_Assignment_:
Find the lines holding the string "helmet" in the data, then copy all of them.

_Data to process_:
= = = = = = =

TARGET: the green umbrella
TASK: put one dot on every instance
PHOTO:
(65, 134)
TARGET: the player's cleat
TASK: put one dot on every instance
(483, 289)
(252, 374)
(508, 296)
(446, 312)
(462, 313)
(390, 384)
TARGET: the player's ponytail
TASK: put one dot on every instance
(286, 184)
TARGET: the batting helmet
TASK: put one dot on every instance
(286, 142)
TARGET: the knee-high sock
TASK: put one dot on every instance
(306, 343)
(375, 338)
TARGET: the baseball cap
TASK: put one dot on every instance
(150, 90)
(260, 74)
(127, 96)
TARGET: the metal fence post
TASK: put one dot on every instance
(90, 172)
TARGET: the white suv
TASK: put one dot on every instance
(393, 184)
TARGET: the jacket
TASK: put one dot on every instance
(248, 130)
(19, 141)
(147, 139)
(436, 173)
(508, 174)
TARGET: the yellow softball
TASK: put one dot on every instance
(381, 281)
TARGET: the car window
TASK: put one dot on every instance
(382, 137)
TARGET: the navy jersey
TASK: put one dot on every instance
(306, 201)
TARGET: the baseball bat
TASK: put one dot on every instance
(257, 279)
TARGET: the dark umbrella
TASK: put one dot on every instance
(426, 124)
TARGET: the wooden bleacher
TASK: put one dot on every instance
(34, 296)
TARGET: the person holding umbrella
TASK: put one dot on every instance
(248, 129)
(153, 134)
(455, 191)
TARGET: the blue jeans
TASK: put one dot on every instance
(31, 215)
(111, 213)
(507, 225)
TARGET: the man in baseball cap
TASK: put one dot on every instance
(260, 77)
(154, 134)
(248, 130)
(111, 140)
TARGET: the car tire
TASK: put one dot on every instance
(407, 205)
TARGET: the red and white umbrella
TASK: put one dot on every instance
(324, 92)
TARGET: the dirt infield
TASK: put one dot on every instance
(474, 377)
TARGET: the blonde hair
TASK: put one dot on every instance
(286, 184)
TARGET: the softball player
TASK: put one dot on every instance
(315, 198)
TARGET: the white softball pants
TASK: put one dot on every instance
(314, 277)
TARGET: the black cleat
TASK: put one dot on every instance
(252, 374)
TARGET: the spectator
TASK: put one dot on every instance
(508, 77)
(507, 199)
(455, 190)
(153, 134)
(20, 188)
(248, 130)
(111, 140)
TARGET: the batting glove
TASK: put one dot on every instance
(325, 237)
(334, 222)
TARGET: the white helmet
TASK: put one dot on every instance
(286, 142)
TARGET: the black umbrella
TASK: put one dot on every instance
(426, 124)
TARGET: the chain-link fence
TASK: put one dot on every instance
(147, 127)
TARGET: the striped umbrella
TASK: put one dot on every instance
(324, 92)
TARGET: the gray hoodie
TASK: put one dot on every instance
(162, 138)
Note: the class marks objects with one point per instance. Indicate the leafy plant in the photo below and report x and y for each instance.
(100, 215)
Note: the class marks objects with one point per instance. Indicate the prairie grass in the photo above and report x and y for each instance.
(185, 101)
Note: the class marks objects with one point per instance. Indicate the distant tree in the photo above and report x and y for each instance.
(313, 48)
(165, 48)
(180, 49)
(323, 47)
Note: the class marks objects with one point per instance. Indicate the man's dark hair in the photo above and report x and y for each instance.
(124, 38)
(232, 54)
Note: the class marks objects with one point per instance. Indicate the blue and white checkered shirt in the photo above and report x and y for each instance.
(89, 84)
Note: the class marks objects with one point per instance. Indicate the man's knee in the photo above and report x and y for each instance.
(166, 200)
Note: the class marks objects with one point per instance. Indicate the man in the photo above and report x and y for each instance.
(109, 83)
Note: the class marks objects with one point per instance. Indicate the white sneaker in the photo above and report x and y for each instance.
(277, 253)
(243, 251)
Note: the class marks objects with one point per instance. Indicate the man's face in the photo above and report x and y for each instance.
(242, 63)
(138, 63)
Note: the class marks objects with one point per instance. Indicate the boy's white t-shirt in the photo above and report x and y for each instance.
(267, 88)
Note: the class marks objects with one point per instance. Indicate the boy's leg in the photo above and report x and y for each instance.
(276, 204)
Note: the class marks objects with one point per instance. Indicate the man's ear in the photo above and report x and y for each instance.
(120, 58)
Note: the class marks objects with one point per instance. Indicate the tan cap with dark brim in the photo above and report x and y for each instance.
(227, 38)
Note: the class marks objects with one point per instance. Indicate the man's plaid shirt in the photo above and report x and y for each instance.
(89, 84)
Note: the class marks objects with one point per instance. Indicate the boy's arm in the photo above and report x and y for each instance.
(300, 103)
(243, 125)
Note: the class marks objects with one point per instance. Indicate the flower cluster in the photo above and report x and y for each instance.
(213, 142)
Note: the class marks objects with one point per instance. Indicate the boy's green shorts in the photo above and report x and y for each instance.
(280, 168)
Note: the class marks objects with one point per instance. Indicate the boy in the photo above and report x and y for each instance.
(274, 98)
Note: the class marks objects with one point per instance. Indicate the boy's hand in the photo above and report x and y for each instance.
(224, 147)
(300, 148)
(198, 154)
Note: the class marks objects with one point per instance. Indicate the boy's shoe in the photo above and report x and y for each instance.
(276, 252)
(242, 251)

= = = = = = =

_Solution_:
TARGET: the batting helmet
TARGET: the white helmet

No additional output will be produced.